• Written problem: Return every line in the rows below that contains the string "wooden". Case counts.

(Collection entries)
******

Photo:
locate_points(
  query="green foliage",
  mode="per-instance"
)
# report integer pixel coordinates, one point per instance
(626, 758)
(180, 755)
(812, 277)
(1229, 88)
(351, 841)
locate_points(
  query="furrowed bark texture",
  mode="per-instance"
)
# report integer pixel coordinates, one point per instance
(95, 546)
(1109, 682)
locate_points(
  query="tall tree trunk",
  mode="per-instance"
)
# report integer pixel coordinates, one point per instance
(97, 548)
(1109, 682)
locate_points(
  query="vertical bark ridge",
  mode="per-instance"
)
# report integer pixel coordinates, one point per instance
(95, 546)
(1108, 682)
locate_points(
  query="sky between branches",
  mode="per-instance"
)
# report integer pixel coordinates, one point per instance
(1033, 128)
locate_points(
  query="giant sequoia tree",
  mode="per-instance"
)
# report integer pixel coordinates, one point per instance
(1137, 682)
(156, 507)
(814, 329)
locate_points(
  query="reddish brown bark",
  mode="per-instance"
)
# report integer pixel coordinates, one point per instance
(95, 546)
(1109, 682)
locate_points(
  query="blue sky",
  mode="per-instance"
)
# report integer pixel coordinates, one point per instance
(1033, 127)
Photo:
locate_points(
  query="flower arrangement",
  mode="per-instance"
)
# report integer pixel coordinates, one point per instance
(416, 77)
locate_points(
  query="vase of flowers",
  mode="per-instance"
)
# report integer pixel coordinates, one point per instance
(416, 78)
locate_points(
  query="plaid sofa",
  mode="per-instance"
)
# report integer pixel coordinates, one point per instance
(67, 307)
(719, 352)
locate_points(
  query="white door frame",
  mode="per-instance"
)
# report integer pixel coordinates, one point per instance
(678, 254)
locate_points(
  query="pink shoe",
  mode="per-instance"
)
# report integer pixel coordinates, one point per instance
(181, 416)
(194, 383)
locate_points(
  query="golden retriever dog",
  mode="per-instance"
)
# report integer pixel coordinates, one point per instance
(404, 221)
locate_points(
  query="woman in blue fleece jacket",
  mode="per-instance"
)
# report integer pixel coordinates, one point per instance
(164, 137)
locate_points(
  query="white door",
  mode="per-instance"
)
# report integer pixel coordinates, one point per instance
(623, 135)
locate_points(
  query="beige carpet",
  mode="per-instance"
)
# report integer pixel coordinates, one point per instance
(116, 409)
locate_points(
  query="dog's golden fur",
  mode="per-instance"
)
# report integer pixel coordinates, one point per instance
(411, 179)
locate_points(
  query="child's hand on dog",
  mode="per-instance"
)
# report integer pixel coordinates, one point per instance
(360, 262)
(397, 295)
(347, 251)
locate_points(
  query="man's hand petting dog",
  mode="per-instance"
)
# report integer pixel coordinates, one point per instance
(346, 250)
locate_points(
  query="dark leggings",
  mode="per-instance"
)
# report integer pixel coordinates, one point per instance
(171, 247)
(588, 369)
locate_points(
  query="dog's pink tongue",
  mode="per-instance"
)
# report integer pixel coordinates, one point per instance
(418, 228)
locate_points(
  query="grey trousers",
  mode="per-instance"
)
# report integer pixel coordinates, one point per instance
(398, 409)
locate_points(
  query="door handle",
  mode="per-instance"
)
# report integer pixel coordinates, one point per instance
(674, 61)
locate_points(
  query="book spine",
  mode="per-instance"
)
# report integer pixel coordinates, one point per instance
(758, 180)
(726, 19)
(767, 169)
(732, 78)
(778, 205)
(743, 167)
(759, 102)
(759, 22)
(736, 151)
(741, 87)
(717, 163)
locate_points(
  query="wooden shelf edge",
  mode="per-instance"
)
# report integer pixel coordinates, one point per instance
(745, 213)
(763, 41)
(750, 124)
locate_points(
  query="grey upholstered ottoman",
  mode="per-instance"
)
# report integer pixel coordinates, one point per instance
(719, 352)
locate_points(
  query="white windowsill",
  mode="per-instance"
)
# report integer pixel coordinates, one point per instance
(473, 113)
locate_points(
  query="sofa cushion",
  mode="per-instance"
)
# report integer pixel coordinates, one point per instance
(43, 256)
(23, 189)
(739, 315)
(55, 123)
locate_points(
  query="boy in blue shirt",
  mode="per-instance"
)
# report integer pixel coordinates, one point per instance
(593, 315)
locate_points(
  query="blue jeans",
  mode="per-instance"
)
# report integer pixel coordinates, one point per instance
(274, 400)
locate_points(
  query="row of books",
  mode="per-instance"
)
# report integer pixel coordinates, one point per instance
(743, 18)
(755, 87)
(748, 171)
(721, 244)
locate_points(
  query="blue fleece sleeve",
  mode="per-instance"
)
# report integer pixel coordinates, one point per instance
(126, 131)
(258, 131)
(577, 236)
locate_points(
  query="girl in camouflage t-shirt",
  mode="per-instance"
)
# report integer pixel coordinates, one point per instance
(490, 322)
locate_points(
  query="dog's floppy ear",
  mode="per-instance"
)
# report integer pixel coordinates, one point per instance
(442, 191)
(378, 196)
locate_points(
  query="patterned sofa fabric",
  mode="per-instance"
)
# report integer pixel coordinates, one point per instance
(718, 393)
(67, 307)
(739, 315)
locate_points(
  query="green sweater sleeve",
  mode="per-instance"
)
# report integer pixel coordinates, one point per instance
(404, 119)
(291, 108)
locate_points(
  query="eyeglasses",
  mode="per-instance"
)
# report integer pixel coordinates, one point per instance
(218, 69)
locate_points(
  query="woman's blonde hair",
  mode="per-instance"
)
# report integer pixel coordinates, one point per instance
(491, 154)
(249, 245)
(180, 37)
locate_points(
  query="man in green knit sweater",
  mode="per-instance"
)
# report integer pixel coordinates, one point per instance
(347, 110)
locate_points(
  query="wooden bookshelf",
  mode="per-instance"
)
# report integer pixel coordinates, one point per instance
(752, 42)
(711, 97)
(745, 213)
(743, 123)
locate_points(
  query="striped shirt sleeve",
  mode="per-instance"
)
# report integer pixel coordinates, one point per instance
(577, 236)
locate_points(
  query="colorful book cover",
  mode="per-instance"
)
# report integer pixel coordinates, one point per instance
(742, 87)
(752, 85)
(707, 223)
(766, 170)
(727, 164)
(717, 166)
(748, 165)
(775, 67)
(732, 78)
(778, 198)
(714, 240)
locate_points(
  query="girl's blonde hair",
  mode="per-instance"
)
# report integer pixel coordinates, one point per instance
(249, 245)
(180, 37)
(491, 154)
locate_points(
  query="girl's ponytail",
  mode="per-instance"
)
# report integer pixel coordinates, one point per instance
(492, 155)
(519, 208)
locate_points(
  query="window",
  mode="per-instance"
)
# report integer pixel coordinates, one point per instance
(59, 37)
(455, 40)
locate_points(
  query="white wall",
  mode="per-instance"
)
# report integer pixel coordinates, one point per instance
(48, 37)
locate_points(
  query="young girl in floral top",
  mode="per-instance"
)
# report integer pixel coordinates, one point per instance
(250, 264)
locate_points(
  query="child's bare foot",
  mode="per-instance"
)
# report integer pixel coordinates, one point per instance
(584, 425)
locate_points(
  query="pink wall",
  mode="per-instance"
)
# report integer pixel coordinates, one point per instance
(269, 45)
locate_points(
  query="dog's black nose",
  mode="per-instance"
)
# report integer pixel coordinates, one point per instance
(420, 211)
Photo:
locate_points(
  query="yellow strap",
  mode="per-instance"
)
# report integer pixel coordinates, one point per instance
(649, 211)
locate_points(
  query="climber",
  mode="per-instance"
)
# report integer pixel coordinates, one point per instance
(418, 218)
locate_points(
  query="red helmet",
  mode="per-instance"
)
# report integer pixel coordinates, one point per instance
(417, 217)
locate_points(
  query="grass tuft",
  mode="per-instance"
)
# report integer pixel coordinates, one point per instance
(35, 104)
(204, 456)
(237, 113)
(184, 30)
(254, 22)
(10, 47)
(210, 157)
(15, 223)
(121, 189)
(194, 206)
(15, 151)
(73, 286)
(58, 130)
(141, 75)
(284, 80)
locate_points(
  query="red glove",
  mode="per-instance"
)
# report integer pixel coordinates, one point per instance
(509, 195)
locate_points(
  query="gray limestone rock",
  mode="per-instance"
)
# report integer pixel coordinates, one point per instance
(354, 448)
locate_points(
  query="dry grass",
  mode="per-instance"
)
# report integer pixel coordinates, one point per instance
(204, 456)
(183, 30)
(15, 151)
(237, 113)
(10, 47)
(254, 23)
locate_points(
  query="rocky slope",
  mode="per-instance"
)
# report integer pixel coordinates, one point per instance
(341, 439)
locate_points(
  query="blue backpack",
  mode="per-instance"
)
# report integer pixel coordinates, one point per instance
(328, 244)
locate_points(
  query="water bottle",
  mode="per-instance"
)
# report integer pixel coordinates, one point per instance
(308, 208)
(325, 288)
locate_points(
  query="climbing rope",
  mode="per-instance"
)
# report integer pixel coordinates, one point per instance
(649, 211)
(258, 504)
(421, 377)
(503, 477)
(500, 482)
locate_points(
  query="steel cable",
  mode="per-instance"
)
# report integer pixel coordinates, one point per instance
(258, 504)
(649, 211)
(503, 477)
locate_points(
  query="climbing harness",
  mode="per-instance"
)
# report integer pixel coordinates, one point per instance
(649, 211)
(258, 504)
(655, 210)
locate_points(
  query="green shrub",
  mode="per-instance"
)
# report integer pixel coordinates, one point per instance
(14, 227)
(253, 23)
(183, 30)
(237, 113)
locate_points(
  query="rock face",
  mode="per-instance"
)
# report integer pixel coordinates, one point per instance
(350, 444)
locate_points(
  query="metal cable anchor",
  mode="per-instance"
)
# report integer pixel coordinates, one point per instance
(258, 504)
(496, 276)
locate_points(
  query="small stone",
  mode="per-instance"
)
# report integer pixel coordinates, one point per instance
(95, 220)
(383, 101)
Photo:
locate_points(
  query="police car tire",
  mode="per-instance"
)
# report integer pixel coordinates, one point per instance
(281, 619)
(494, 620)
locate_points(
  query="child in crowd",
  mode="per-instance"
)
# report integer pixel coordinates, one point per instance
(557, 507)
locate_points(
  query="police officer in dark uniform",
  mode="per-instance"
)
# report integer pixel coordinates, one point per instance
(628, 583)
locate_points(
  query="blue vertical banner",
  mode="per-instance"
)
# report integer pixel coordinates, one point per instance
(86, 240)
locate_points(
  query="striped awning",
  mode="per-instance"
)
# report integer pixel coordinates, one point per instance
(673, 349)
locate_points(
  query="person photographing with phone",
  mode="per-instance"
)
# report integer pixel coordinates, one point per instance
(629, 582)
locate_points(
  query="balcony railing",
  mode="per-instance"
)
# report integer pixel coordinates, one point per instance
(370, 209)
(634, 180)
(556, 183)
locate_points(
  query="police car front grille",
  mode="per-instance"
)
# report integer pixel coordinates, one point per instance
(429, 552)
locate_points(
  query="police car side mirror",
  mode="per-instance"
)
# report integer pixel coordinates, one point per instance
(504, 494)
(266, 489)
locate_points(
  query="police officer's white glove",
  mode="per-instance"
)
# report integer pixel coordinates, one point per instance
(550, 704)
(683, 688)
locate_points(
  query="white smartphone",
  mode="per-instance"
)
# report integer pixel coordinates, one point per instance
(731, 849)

******

• Result of the task:
  query="wooden shelf edge",
  query="wooden bookshelf",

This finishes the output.